[What is expected]
What lines in the records below contain the string "batting"? Copy every one.

(Dataset entries)
== Segment start ==
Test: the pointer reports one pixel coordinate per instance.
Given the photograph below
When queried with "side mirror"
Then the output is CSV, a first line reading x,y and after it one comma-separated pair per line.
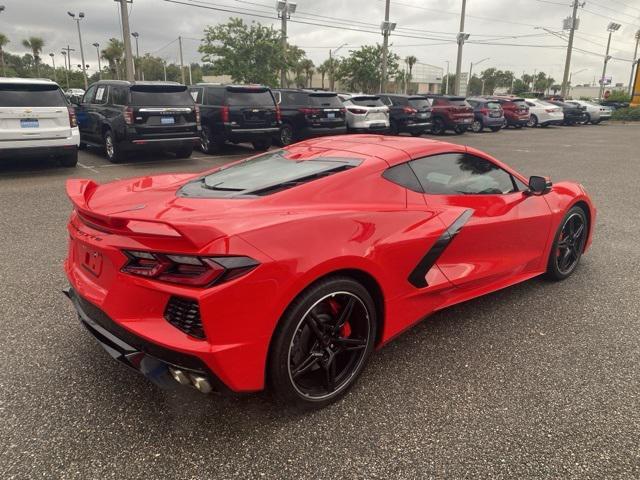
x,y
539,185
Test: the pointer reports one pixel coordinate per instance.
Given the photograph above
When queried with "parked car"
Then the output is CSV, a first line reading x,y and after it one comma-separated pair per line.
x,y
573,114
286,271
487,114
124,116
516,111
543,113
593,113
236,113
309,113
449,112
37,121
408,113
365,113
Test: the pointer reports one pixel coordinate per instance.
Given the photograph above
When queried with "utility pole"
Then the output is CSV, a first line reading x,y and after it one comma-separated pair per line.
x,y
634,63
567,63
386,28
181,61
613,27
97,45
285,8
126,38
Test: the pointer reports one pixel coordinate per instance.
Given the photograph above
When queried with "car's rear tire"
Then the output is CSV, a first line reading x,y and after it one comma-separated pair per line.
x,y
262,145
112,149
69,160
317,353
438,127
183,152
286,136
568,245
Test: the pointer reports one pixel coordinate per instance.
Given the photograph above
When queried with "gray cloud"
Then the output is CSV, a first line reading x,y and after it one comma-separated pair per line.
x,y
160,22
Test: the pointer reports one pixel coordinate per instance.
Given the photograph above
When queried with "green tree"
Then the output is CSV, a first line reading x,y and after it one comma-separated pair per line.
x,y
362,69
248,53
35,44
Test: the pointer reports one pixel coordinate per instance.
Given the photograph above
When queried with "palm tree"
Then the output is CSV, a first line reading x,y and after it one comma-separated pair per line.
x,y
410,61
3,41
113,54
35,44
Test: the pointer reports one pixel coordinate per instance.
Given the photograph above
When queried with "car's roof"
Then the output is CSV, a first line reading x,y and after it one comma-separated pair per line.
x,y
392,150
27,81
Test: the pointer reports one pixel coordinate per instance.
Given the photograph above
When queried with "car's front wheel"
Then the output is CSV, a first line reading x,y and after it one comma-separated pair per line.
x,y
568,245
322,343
== Segment end ==
== Segment start ==
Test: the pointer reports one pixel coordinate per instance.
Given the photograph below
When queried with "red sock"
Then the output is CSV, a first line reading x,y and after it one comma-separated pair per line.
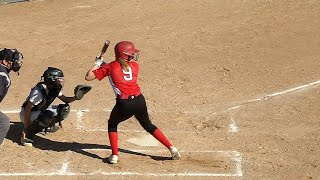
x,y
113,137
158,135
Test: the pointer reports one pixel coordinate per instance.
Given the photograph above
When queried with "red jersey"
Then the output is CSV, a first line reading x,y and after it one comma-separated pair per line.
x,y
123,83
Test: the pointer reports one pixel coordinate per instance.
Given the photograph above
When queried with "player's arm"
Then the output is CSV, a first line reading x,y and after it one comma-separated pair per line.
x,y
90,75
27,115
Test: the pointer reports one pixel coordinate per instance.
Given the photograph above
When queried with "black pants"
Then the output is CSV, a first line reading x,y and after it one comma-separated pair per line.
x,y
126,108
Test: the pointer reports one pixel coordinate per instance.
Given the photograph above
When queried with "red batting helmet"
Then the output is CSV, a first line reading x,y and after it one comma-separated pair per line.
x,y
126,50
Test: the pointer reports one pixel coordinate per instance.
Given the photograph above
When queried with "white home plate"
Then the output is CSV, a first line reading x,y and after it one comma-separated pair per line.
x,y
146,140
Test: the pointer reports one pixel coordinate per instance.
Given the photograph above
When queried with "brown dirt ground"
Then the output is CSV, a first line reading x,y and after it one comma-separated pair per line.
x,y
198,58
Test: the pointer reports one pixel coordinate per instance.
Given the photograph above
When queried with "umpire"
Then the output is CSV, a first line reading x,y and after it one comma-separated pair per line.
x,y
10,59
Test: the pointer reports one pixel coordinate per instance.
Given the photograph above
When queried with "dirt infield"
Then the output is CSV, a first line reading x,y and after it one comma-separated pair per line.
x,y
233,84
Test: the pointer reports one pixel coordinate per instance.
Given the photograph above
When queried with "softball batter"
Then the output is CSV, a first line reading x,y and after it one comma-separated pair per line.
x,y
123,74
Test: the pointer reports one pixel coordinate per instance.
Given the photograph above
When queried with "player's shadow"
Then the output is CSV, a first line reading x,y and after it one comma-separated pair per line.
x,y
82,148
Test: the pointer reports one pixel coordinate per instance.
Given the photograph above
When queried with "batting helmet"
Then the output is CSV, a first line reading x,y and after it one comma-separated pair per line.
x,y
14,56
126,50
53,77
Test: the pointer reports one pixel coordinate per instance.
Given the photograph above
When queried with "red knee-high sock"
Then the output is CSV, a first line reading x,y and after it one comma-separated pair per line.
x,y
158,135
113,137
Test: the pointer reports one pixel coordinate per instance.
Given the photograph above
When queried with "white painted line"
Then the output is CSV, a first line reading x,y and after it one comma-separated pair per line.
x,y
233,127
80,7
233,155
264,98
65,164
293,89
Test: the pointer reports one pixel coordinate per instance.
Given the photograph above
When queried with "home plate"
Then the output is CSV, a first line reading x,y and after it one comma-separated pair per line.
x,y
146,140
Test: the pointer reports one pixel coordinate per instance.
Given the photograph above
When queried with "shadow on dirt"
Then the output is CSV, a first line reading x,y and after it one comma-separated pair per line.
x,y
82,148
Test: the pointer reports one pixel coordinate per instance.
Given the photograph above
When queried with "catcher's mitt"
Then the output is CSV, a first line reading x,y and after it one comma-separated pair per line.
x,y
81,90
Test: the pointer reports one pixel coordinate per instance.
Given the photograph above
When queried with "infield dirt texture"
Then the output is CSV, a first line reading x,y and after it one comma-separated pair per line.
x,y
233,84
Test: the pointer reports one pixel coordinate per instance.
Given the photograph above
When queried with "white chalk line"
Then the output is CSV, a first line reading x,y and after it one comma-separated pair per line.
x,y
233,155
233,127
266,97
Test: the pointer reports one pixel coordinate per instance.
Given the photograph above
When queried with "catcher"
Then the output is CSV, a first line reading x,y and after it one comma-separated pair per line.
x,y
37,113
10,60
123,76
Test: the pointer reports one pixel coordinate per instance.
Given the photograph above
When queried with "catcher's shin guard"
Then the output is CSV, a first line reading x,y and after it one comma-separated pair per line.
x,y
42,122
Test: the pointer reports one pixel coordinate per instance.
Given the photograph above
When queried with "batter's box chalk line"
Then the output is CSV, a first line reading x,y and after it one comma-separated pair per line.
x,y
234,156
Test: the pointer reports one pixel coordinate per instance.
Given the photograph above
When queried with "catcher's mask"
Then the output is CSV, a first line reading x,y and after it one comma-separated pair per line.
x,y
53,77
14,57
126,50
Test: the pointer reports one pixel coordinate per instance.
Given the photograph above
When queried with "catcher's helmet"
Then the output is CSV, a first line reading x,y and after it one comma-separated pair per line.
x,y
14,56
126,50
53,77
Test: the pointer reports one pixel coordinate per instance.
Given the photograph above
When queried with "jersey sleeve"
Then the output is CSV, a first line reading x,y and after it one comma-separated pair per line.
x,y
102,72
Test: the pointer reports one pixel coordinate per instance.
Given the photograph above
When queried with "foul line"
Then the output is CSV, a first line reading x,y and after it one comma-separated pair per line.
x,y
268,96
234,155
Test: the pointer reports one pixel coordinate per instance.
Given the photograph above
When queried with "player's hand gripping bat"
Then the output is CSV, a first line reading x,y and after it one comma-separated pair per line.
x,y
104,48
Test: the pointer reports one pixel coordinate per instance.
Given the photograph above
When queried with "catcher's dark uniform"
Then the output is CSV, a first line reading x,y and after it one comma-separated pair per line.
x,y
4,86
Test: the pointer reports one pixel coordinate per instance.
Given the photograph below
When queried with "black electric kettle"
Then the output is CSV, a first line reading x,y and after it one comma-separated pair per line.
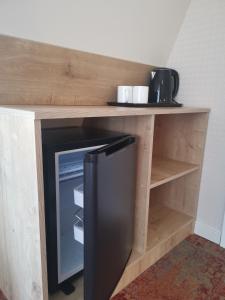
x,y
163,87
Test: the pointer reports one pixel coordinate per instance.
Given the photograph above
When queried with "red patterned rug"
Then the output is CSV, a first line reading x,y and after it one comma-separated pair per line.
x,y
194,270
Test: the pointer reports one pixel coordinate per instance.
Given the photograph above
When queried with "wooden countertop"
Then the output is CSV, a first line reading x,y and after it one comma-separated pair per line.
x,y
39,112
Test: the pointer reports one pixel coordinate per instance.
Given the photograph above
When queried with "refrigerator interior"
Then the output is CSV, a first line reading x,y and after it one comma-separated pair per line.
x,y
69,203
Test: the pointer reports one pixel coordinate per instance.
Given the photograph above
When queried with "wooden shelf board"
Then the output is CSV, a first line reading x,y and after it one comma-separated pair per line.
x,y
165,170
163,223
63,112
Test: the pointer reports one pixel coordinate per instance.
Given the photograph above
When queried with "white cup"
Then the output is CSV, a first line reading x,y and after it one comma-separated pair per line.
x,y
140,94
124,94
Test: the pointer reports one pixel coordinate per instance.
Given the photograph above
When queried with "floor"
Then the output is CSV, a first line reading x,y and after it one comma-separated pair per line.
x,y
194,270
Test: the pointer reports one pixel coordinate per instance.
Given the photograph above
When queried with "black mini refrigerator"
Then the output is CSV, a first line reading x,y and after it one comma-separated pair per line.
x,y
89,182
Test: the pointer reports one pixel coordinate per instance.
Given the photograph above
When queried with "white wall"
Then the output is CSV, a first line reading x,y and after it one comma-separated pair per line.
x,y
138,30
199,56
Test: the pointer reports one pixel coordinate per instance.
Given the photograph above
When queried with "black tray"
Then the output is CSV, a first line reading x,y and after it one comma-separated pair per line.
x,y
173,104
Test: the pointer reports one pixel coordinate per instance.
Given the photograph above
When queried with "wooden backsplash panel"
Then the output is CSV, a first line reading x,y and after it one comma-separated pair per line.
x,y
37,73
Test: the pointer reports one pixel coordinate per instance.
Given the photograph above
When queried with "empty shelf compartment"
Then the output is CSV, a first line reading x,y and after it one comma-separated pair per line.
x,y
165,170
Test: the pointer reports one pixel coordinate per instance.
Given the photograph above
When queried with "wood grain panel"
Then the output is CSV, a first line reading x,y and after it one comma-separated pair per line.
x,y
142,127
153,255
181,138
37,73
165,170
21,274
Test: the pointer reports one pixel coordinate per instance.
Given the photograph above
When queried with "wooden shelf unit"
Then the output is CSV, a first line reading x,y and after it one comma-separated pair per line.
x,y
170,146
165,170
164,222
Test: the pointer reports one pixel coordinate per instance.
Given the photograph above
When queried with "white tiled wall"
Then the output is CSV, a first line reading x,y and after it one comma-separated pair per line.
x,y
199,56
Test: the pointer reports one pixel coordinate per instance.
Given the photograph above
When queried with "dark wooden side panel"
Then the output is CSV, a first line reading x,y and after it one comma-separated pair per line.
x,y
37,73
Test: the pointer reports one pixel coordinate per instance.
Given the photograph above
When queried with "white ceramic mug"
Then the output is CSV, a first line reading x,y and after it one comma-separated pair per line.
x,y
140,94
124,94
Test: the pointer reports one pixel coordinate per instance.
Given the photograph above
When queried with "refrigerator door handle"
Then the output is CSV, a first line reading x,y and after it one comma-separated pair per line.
== Segment end ==
== Segment start ==
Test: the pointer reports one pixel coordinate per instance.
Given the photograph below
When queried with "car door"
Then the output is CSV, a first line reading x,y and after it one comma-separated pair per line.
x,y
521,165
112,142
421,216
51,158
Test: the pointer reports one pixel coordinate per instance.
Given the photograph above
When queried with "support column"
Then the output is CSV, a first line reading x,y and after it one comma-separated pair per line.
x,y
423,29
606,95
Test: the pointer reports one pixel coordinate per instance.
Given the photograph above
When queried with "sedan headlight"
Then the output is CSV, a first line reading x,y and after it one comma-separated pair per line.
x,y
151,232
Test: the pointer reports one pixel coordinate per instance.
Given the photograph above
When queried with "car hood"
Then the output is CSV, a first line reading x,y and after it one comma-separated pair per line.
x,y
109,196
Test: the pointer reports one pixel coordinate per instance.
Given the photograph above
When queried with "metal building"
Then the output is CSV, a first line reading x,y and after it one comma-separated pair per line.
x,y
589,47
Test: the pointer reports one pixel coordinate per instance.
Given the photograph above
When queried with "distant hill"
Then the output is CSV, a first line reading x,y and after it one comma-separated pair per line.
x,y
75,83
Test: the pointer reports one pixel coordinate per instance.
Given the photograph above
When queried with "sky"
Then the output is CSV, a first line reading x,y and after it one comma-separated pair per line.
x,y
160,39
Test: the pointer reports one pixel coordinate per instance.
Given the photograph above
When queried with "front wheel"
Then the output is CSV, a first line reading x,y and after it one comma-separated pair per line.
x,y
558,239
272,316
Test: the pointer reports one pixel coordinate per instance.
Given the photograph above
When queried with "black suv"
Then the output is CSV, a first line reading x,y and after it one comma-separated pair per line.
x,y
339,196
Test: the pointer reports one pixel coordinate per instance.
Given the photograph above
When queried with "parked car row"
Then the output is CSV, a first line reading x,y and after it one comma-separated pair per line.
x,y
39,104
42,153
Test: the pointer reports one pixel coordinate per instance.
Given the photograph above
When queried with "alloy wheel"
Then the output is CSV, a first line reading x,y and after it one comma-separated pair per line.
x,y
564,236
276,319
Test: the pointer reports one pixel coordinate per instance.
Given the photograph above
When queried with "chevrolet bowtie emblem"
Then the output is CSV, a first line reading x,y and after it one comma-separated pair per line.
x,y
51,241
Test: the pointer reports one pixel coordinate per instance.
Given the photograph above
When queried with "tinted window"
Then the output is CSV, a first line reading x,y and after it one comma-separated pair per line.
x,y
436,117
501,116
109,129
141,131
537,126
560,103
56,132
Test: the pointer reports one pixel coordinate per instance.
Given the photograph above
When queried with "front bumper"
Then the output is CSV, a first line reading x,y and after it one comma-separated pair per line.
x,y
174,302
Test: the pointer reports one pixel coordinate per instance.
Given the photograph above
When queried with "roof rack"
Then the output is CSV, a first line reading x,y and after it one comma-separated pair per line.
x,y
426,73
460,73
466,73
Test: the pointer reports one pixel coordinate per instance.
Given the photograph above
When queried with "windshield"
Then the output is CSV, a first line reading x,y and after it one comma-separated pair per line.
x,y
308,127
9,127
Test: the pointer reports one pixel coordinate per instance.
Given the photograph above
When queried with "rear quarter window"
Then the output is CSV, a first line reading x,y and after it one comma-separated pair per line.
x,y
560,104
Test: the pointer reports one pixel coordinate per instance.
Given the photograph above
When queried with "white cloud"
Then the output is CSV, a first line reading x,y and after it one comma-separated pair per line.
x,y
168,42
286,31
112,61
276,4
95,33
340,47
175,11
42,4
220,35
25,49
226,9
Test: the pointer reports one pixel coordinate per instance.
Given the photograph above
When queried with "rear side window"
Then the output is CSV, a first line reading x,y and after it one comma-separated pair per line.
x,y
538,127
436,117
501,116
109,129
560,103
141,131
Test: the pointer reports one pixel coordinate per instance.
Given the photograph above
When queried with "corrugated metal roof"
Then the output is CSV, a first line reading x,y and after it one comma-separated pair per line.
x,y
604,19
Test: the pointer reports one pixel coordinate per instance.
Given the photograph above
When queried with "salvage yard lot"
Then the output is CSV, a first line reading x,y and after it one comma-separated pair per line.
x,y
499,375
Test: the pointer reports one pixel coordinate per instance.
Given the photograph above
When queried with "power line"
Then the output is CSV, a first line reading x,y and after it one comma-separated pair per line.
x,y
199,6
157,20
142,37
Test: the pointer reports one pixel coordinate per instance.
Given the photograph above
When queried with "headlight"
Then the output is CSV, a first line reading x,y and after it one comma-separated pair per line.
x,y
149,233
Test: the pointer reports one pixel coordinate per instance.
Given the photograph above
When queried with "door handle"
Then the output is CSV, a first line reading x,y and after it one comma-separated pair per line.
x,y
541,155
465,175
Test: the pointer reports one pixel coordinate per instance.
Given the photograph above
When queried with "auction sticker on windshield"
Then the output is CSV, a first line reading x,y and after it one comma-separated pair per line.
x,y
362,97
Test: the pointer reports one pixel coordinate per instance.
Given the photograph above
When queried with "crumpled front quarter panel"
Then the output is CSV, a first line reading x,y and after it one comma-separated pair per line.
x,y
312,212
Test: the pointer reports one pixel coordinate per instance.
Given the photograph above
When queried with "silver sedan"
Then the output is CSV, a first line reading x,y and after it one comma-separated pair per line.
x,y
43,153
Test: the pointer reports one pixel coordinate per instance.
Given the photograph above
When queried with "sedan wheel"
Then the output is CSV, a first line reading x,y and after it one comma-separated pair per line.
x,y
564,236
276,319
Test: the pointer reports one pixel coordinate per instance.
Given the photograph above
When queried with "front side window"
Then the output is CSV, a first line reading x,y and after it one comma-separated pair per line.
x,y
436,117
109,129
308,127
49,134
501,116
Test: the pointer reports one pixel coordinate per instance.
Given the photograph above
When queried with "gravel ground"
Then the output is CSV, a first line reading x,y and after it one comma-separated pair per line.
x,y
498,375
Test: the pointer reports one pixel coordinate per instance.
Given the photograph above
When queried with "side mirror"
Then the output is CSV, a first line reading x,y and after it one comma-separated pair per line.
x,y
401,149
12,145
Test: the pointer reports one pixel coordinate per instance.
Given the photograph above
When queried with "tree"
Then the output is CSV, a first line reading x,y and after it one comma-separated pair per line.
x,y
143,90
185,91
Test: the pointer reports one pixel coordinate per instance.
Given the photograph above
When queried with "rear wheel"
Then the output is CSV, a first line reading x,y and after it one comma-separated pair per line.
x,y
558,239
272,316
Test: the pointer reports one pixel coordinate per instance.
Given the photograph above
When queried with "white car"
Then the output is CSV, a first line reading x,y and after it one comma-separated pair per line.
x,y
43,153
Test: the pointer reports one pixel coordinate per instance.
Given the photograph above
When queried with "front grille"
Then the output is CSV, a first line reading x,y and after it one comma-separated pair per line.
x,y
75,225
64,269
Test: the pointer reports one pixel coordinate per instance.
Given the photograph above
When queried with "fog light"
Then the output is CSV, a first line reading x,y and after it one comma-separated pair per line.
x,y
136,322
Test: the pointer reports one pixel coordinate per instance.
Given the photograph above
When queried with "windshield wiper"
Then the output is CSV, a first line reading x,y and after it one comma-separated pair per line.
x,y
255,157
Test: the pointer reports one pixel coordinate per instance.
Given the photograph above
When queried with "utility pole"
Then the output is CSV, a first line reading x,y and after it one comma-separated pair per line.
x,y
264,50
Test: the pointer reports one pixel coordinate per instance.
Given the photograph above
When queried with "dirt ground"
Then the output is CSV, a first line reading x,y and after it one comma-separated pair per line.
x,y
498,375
== Segment end ==
[Exercise response]
When queried with "red batting helmet"
When queried with "batting helmet"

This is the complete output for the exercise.